◆ **WHAT IS REQUIRED**: Working line by line, output the entries below exactly as they appear.

◆ **GIVEN INFORMATION**:
+-------+

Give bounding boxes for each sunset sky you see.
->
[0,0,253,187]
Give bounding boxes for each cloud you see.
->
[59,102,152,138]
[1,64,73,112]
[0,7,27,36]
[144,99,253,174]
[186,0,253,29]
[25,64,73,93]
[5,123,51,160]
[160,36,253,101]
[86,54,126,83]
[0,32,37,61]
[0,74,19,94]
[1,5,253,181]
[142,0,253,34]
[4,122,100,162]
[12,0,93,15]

+-------+

◆ **RESPONSE TO THIS TASK**:
Give bounding boxes for each sunset sky you see.
->
[0,0,253,187]
Give bounding boxes for each cloud you see.
->
[59,102,152,138]
[1,64,73,112]
[0,7,27,36]
[144,99,253,174]
[186,0,253,29]
[25,64,73,93]
[5,123,51,160]
[160,36,253,101]
[86,54,126,83]
[0,32,37,61]
[0,74,19,94]
[1,5,253,181]
[142,0,253,34]
[4,122,100,162]
[12,0,93,15]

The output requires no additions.